Return each line in the entries below that contains the word "mountain", copied in full.
+ + + +
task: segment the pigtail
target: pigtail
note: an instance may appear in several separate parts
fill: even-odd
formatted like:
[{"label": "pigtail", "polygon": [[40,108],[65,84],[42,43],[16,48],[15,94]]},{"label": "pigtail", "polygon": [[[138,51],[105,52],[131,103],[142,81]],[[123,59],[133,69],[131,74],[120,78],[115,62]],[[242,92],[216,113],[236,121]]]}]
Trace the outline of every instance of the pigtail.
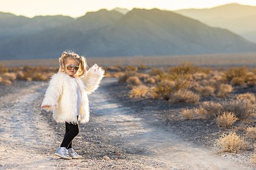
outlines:
[{"label": "pigtail", "polygon": [[59,58],[59,64],[60,64],[60,68],[59,68],[59,72],[65,72],[65,58],[67,57],[67,52],[64,51],[61,56]]},{"label": "pigtail", "polygon": [[86,64],[86,61],[84,56],[79,57],[79,59],[80,59],[80,65],[79,65],[79,69],[78,70],[77,72],[77,75],[81,76],[85,75],[85,73],[86,73],[87,64]]}]

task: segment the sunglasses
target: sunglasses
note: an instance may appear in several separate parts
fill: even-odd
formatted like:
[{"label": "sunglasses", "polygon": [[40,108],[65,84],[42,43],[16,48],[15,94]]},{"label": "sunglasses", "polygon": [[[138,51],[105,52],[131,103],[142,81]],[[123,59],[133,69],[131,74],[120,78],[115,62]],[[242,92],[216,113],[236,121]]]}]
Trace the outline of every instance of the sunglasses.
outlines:
[{"label": "sunglasses", "polygon": [[75,70],[76,71],[77,71],[78,69],[79,69],[79,66],[77,66],[77,65],[67,65],[67,66],[66,66],[66,68],[67,68],[67,69],[68,69],[68,70],[71,70],[71,69],[73,68],[73,69]]}]

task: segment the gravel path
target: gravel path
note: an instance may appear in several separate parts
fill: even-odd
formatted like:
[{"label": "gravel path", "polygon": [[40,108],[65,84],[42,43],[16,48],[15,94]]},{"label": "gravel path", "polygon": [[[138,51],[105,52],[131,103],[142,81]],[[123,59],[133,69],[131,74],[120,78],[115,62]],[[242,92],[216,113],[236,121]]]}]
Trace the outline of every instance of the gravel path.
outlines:
[{"label": "gravel path", "polygon": [[1,96],[0,169],[253,169],[185,142],[158,120],[124,107],[108,90],[116,82],[104,79],[90,97],[91,121],[80,125],[74,141],[81,160],[54,155],[64,125],[40,109],[46,82]]}]

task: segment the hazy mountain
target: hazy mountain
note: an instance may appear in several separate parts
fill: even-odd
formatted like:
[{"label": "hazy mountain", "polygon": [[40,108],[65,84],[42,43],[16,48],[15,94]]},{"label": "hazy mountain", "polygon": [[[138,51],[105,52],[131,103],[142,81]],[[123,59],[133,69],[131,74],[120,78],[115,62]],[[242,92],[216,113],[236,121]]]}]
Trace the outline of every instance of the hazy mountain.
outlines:
[{"label": "hazy mountain", "polygon": [[90,57],[256,51],[227,29],[157,9],[102,10],[43,29],[0,41],[0,59],[56,58],[66,49]]},{"label": "hazy mountain", "polygon": [[175,11],[214,27],[228,29],[256,42],[256,6],[229,4],[210,9]]},{"label": "hazy mountain", "polygon": [[124,15],[125,15],[126,13],[127,13],[129,12],[129,10],[126,8],[116,8],[113,9],[113,10],[120,12]]},{"label": "hazy mountain", "polygon": [[69,17],[37,16],[33,19],[0,13],[0,40],[31,35],[74,20]]}]

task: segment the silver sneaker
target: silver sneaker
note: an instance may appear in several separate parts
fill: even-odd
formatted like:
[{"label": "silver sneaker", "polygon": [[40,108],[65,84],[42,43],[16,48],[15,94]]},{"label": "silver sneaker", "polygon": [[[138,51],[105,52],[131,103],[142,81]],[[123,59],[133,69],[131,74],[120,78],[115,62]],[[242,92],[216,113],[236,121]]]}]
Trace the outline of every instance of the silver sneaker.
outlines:
[{"label": "silver sneaker", "polygon": [[66,159],[72,159],[72,158],[68,155],[68,150],[65,147],[59,147],[56,151],[54,153],[55,155]]},{"label": "silver sneaker", "polygon": [[72,158],[83,158],[81,155],[78,155],[72,148],[68,150],[68,155]]}]

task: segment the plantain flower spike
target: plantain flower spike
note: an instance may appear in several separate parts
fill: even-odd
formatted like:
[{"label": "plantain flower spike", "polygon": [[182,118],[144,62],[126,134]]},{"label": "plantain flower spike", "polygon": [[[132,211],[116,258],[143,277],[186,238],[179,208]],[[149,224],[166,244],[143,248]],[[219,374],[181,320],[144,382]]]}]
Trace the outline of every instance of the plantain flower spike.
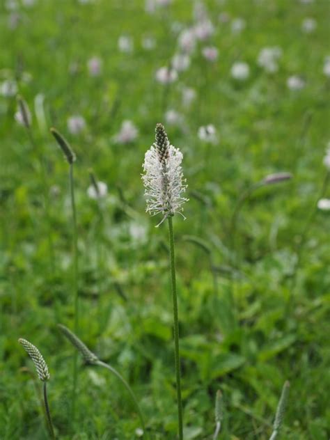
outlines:
[{"label": "plantain flower spike", "polygon": [[162,214],[166,219],[178,212],[184,219],[182,205],[188,201],[183,196],[186,189],[181,162],[182,153],[170,145],[162,124],[156,125],[155,143],[146,152],[143,164],[142,180],[145,187],[147,212]]},{"label": "plantain flower spike", "polygon": [[18,342],[23,345],[25,351],[33,361],[39,379],[43,382],[49,380],[50,375],[48,366],[38,348],[22,338],[20,338]]}]

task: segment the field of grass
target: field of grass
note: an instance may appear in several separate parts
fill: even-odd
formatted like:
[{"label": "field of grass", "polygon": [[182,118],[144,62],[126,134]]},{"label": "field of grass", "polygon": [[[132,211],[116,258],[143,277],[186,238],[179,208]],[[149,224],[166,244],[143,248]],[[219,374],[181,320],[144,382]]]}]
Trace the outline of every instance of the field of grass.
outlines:
[{"label": "field of grass", "polygon": [[[330,437],[330,212],[317,207],[330,198],[330,3],[166,3],[0,2],[1,440],[49,438],[19,338],[48,364],[57,439],[178,438],[167,225],[146,212],[141,178],[157,123],[189,199],[173,220],[184,439],[212,439],[220,389],[219,439],[267,440],[285,380],[278,438]],[[162,84],[192,29],[190,65]],[[77,335],[129,384],[144,434],[118,378],[80,356],[72,416],[77,355],[58,324],[77,325],[74,234],[52,127],[77,155]],[[91,169],[104,196],[88,192]],[[276,173],[292,176],[267,184]]]}]

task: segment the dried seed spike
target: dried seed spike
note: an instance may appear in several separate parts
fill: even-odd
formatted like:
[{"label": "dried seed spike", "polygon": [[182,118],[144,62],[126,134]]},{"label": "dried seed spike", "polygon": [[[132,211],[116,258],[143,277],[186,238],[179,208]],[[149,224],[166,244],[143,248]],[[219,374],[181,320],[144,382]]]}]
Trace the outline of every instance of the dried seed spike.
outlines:
[{"label": "dried seed spike", "polygon": [[291,173],[275,173],[274,174],[267,175],[262,182],[264,184],[272,184],[273,183],[279,183],[284,180],[289,180],[292,177]]},{"label": "dried seed spike", "polygon": [[68,327],[62,324],[57,324],[63,335],[70,340],[82,354],[86,363],[95,363],[99,359],[96,354],[94,354],[85,344],[74,333],[69,330]]},{"label": "dried seed spike", "polygon": [[158,123],[156,125],[156,147],[159,155],[159,159],[162,164],[165,164],[166,159],[169,157],[170,143],[163,124]]},{"label": "dried seed spike", "polygon": [[30,110],[29,109],[29,106],[25,100],[19,95],[17,96],[17,100],[19,113],[22,115],[22,120],[23,122],[23,124],[26,128],[30,128],[31,117]]},{"label": "dried seed spike", "polygon": [[49,380],[50,375],[48,366],[38,348],[22,338],[20,338],[18,342],[23,345],[25,351],[33,361],[39,379],[42,382]]},{"label": "dried seed spike", "polygon": [[162,124],[156,126],[156,139],[146,152],[142,180],[145,187],[147,212],[151,215],[162,214],[161,225],[168,217],[178,212],[182,214],[183,197],[187,184],[181,163],[182,153],[170,145]]},{"label": "dried seed spike", "polygon": [[59,133],[54,127],[50,129],[50,132],[56,140],[57,143],[63,152],[64,155],[65,156],[65,158],[69,164],[73,164],[73,162],[76,160],[76,155],[74,153],[68,141],[66,141],[66,139],[63,138],[61,133]]}]

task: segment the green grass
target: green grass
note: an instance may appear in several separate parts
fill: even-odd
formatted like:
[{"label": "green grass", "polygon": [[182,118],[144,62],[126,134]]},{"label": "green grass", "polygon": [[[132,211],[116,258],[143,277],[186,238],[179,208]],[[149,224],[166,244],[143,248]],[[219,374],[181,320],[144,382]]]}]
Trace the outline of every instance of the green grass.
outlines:
[{"label": "green grass", "polygon": [[[73,329],[74,321],[68,164],[48,129],[38,124],[33,102],[39,93],[45,95],[47,127],[56,127],[77,156],[79,336],[127,379],[151,439],[175,438],[167,230],[165,224],[155,229],[160,219],[145,213],[141,173],[155,126],[165,123],[164,88],[155,72],[174,54],[173,24],[191,24],[191,4],[176,0],[150,15],[144,1],[137,0],[86,5],[38,0],[31,8],[19,7],[15,30],[8,28],[10,13],[0,4],[0,81],[17,79],[33,113],[37,146],[31,146],[14,120],[15,97],[0,96],[1,439],[47,438],[35,384],[22,370],[33,368],[19,337],[36,345],[49,366],[49,403],[58,438],[137,439],[140,426],[116,378],[82,363],[76,423],[70,420],[74,349],[56,325]],[[187,220],[173,220],[184,439],[212,438],[221,388],[219,439],[268,439],[288,379],[281,438],[325,440],[330,435],[329,212],[315,212],[304,231],[326,176],[322,158],[330,139],[330,82],[322,72],[324,58],[330,55],[329,3],[207,4],[216,25],[210,44],[218,47],[219,60],[205,61],[203,45],[198,44],[191,68],[180,74],[167,96],[168,108],[184,115],[184,129],[165,123],[171,141],[184,154],[190,198]],[[246,20],[241,34],[233,35],[230,23],[219,23],[223,11]],[[306,17],[317,23],[311,34],[301,30]],[[122,34],[134,38],[131,54],[118,49]],[[146,36],[156,40],[152,51],[141,47]],[[262,47],[274,45],[283,55],[278,72],[268,74],[256,58]],[[103,60],[97,78],[86,69],[94,55]],[[250,65],[249,78],[239,84],[230,75],[237,60]],[[75,74],[69,73],[73,62],[78,63]],[[286,86],[295,74],[306,81],[299,91]],[[183,85],[197,93],[188,109],[181,104]],[[68,132],[72,114],[86,120],[86,129],[78,136]],[[138,127],[139,137],[129,145],[116,144],[113,136],[126,119]],[[197,136],[198,127],[209,123],[217,130],[215,145],[205,145]],[[91,167],[108,184],[109,195],[100,204],[86,194]],[[294,177],[256,190],[246,202],[233,255],[230,219],[240,194],[278,171]],[[327,187],[324,196],[329,198],[329,191]],[[48,214],[45,194],[49,194]],[[210,247],[213,272],[205,249],[187,235]]]}]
+ + + +
**ANSWER:**
task: segment the hazy mountain
target: hazy mountain
[{"label": "hazy mountain", "polygon": [[40,108],[65,84],[42,43],[16,48],[15,94]]},{"label": "hazy mountain", "polygon": [[[138,51],[105,52],[131,103],[142,81]],[[123,59],[133,69],[131,74],[120,78],[115,62]],[[242,92],[216,113],[236,121]]]}]
Trace the outline of every instance of the hazy mountain.
[{"label": "hazy mountain", "polygon": [[90,57],[256,51],[227,29],[157,9],[102,10],[43,29],[0,41],[0,59],[56,58],[66,49]]},{"label": "hazy mountain", "polygon": [[175,11],[214,27],[228,29],[256,42],[256,6],[229,4],[210,9]]},{"label": "hazy mountain", "polygon": [[124,15],[125,15],[126,13],[127,13],[129,12],[129,10],[126,8],[116,8],[113,9],[113,10],[120,12]]},{"label": "hazy mountain", "polygon": [[69,17],[37,16],[33,19],[0,13],[0,40],[31,35],[74,20]]}]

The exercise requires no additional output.